◆ **Passage**
· · · · · · ·
We are likely to see more applications for open access operation. Both the growth and the difficulties of the open access operators raise fundamental questions about the running of the railway. Grand Central is currently giving the impression of being a pretty ramshackle outfit whose directors have clearly had too many black cats cross their paths. It is probably more bad luck than poor management which has created its difficulties, but the company is going to face an uphill struggle to obtain any credibility with its target market.

However, it may well be that the regulator is already regretting his controversial decision to allow the company access onto the railway. Remember, Grand Central’s application for train paths was opposed strongly by GNER and, indeed, the arrival of the upstart was cited by the company as one of the reasons for its demise. That was nonsense, of course, but GNER did have a point when it argued that allowing in a rival operator on to the tracks would not necessarily be beneficial for passengers.

Part of me wants to see these initiatives succeed. I like Grand Central because it has a sensible pricing policy, a reasonably low standard fare available on all trains, it promises refunds if people cannot get a seat (unlikely given its present travails) and there is the nice innovation of Scrabble boards laminated into their table tops. As for the Wrexham service, how could one not have a soft spot for a company with the evocative and quaint sounding name of the Wrexham, Shropshire and Marylebone Railway Company (even if, actually, it is owned by the massive Deutsche Bahn)? I like, too, these companies use of refurbished old rolling stock which so often offers much better leg room for a six footer like me than the cramped Pendolinos.

But in reality, these open access operators are pretty much an irrelevance to the overall running of the railway. Even with the five train services between Wrexham and London on weekdays, there are still fewer 30 such open access services per day, compared with 19,000 run by conventional franchisees. It would be nice to think that, say, Grand Central and Hull are keeping National Express, which most passengers reckon is not as good as its predecessor, on its toes. Unfortunately, four trains a day from middle sized town on the Humber or Teesside is hardly going to do that, especially given that the regulatory rules prevent a full scale battle.
· · · · · · ·
◆ **Entries supplied**
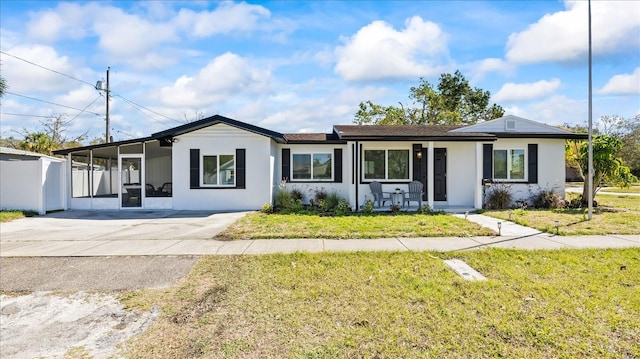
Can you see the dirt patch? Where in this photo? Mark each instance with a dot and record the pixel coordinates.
(48, 325)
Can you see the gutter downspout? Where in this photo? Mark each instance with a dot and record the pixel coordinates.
(356, 174)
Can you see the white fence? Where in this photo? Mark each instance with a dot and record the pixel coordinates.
(36, 185)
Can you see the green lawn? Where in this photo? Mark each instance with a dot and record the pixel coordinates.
(535, 304)
(614, 215)
(261, 225)
(632, 189)
(10, 215)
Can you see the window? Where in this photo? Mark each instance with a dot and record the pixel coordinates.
(386, 164)
(218, 170)
(312, 166)
(509, 164)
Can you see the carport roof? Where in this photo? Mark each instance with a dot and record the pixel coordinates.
(168, 135)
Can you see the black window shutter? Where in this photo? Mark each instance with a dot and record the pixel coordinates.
(241, 168)
(487, 161)
(286, 164)
(533, 163)
(337, 165)
(194, 168)
(417, 162)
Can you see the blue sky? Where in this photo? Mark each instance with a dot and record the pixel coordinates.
(303, 66)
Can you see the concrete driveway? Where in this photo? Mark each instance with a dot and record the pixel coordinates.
(118, 225)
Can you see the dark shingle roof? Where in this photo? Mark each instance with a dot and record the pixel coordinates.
(407, 132)
(312, 138)
(167, 135)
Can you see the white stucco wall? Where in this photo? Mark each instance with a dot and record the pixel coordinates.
(309, 188)
(36, 185)
(222, 139)
(551, 166)
(461, 173)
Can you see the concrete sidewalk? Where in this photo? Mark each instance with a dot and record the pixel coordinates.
(67, 248)
(91, 234)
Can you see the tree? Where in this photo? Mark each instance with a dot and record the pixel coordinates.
(3, 86)
(607, 166)
(626, 130)
(452, 102)
(38, 142)
(54, 128)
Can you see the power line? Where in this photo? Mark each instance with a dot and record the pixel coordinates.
(142, 112)
(87, 106)
(23, 115)
(87, 83)
(140, 106)
(51, 103)
(48, 69)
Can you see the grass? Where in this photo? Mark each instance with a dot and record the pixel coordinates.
(10, 215)
(614, 215)
(261, 225)
(570, 303)
(632, 189)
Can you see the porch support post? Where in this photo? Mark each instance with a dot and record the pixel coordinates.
(477, 203)
(430, 167)
(91, 177)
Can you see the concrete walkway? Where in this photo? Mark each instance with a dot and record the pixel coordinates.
(178, 233)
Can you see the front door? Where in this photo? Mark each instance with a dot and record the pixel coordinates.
(131, 191)
(439, 173)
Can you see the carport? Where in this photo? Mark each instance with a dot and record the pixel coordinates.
(135, 174)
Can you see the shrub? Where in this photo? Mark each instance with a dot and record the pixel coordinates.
(332, 200)
(297, 194)
(547, 199)
(499, 196)
(286, 201)
(367, 207)
(267, 208)
(343, 207)
(425, 209)
(320, 195)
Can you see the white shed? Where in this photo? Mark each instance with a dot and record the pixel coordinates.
(31, 181)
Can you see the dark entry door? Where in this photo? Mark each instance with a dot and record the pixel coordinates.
(440, 174)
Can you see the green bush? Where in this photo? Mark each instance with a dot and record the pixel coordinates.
(343, 207)
(499, 196)
(547, 199)
(367, 207)
(267, 208)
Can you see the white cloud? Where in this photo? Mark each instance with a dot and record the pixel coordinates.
(25, 78)
(623, 84)
(228, 17)
(225, 76)
(563, 36)
(526, 91)
(378, 51)
(124, 35)
(481, 68)
(139, 36)
(556, 110)
(67, 21)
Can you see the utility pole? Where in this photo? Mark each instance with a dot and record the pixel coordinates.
(106, 133)
(590, 144)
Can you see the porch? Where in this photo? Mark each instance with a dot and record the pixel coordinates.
(131, 175)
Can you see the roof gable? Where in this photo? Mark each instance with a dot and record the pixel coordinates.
(513, 124)
(216, 119)
(407, 132)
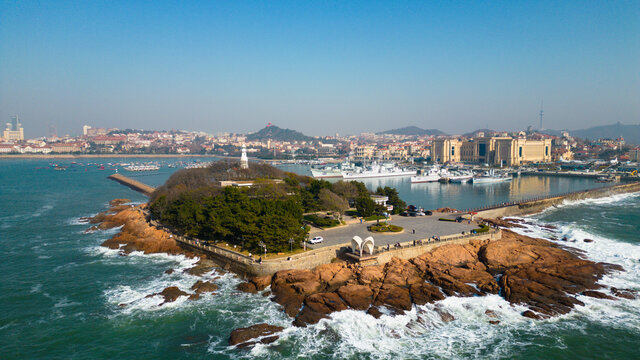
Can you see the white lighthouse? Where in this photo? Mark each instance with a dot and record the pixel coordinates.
(244, 161)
· · · · · · ·
◆ **Exercise task 1**
Return, word for word, the stretch of the passage on open access rail operators starting with "However, it may" and going on through "beneficial for passengers.".
◆ **Exercise task 2**
Resume the passage on open access rail operators from the point where it stops.

◆ **Written reply 1**
However, it may well be that the regulator is already regretting his controversial decision to allow the company access onto the railway. Remember, Grand Central’s application for train paths was opposed strongly by GNER and, indeed, the arrival of the upstart was cited by the company as one of the reasons for its demise. That was nonsense, of course, but GNER did have a point when it argued that allowing in a rival operator on to the tracks would not necessarily be beneficial for passengers.

◆ **Written reply 2**
Indeed, the very structure that created these services, mitigates against them. Because they are upstart newcomers, they get given lousy train paths, which have to be fitted in between the franchised services. Some of the Wrexham trains into London, for example, are scheduled to run behind slow stopping services which makes the final section into London painfully slow.

Moreover, these services cannot stop at various places where the existing franchise has managed to ward off competition. So Grand Central is allowed to call at York, but not at Peterborough while Hull Trains is allowed to stop at Stevenage and Doncaster. The poor Wrexham service has to use a slow route to London avoiding Birmingham New Street but taking in Coventry and Leamington without being allowed to stop. (Oddly, the trains would be allowed to stop at Birmingham International but this is not in the company’s timetable.) These restrictions are, of course, to protect the interests of the incumbent franchisees but, and this is the crucial point, by no means offers the best possible service to passengers. In other words, the commercial interests of the individual private companies – not, note, necessarily of the railway taken as a whole – are deemed more important than the needs of passengers. This is a classic example of the railway being tailored to commercial rather than social needs.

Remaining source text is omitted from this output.